Tekst
• • • • • • •

Jean Claude Van Damme chciał się bić z gwiazdą "Power Rangers". "Jego ochroniarze wszystko nagrywali. Myślałem, że to żart"

Do niecodziennego starcia z udziałem Jean Claude'a Van Damme'a i Jasona Davida Franka doszło w zeszły weekend na meksykańskim Comic Conie. Gwiazdor kina akcji na oczach świadków prowokował młodszego kolegę po fachu do bójki. To nie pierwszy raz, kiedy panowie mieli zacząć zadawać sobie ciosy.

Jean Claude Van Damme chciał się bić z gwiazdą "Power Rangers". "Jego ochroniarze wszystko nagrywali. Myślałem, że to żart"
Źródło zdjęć: © Getty Images

Jason David Frank był od zawsze wielkim fanem Jean Claude'a Van Damme'a. To właśnie na nim młodszy aktor wzorował się, grając w serialu "Power Rangers". Niestety ich pierwsze spotkanie, do którego doszło w 1995 r., nie zrobiło na Franku dobrego wrażenia – Van Damme przybył wówczas na premierę pełnometrażowego filmu o wojownikach mocy, ale zbył obecnego tam odtwórcę roli Zielonego Rangera.

Frank, który poza graniem zajmował się mieszanymi sztukami walki, otrzymał w 2010 r. propozycję wejścia do ringu z Van Dammem. Ostatecznie sprawa rozeszła się po kościach, jednak okazuje się, że dziwaczna relacja Franka z belgijską legendą kina i sztuk walki nie dobiegła końca.

Jak donosi serwis FloCombat, Jean Claude Van Damme i Jason David Frank spotkali się w zeszły weekend na meksykańskim Comic Conie. Frank utrzymuje, że nie żywi żadnej urazy do starszego kolegi po fachu i z chęcią odstąpił mu nawet pomieszczenie, gdzie Van Damme miał po nim rozdawać autografy. Był więc ogromnie zaskoczony, gdy po spotkaniu z fanami Van Damme wyszedł do niego i najwyraźniej szukał guza.

• • • • • • •

Dane wejściowe
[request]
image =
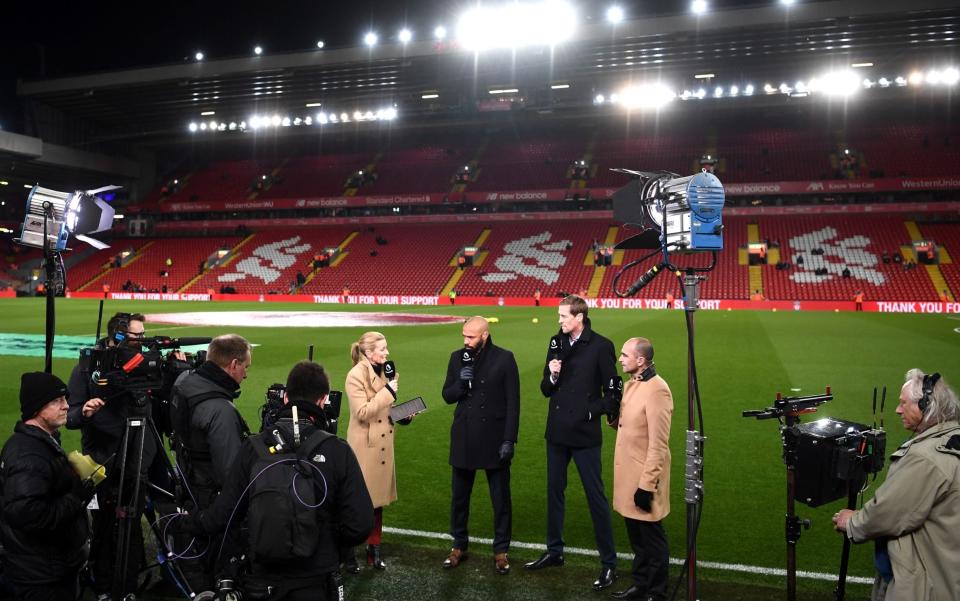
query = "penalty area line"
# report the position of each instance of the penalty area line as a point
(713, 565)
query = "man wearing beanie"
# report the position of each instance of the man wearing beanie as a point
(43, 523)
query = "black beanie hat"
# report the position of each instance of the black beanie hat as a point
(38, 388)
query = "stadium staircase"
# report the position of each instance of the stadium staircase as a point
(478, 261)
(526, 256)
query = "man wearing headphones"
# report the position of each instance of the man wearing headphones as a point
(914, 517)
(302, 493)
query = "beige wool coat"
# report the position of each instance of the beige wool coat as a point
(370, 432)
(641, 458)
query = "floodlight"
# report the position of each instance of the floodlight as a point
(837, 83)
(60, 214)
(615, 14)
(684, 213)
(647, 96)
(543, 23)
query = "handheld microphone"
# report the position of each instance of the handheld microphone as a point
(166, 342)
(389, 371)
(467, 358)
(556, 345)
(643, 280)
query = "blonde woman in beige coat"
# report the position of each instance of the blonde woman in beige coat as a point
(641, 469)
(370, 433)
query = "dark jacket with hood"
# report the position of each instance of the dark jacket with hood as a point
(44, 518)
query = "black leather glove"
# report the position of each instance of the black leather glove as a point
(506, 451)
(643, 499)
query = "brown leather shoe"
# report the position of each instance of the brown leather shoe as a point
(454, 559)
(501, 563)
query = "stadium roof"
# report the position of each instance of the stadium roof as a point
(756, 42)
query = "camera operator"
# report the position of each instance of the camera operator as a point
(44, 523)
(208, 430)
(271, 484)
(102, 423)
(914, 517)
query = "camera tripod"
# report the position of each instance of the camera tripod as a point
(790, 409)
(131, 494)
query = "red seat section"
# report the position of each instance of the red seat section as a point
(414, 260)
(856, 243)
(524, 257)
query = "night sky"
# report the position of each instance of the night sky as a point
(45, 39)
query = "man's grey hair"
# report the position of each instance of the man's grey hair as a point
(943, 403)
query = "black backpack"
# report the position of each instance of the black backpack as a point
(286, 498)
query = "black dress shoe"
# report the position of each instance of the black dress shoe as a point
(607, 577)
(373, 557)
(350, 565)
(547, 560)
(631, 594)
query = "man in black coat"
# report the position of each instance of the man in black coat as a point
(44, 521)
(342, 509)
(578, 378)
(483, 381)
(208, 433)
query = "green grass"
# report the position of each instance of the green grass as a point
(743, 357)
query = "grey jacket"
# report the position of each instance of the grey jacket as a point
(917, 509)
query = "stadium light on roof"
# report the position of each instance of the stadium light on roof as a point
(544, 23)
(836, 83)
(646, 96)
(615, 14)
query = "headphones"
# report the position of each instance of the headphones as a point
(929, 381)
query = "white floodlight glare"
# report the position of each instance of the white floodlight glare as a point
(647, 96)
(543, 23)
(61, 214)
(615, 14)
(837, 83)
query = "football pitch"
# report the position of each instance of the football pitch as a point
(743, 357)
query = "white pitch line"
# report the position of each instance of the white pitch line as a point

• • • • • • •

Wymaganie 1
Wypisz wszystkie nazwy własne występujące w tekście o Van Dammie i Franku, które nie są imionami ani nazwiskami ludzi.
Wymaganie 2
Kontynuuj tekst o Van Dammie i Franku od miejsca, w którym się kończy.
Pozycje nie mają żadnego związku z tekstem o Van Dammie i Franku.

Odpowiedź 1
"Power Rangers", Comic Con, Getty Images, Zielony Ranger, FloCombat

Odpowiedź 2
- Hej, chcesz mi skopać tyłek? Masz zamiar za to przeprosić? - usłyszał Frank od swojego idola, który nawiązywał do plotek o ich niedoszłym pojedynku z 2010 r. - Myślisz, że nadal możesz mi skopać tyłek? - pytał zaczepnie Van Damme. Zaskoczony Frank odpowiedział "jasne", na co Van Damme odrzekł:* - Ok, zróbmy to tu i teraz*.

Gwiazdor "Power Rangers" twierdzi, że odebrał całą sytuację jako żart albo kręcenie jakiegoś reality show. Wszyscy ochroniarze nagrywali telefonami, był też operator z profesjonalną kamerą. - Chciał mnie sprowokować, pokazać w złym świetle lub zmusić do zadania pierwszego ciosu – relacjonował Frank.

44-latek po chwili zrozumiał, że Van Damme wcale nie żartuje, gdy zaczął zdejmować zegarek i biżuterię. Frank zrobił to samo, ale zamiast wyprowadzić pierwszy cios, odepchnął rywala, po czym założył mu chwyt i przycisnął do ściany. Van Damme nie reagował. Młodszy aktor po chwili go puścił i do akcji wkroczyli ochroniarze, którzy rozdzielili rywali. Wówczas Van Damme miał mówić: - Uważaj, co mówisz, bo nigdy nie wiesz, co mogę zrobić.

Frank odpowiedział jedynie, żeby przenieśli spór na ring, a nie załatwiali takich spraw na korytarzu w trakcie Comic Conu. - Wtedy zaczął krzyczeć "pier... się!", stojąc za plecami ochroniarzy – relacjonował gwiazdor "Power Rangers".

Po całym zajściu Jason David Frank podkreśla, że nie żywi do nikogo urazy. - Nie dam sobą pomiatać i myślę, że zaskoczyłem go tym, że stawiłem mu czoła. Jestem wojownikiem – skwitował.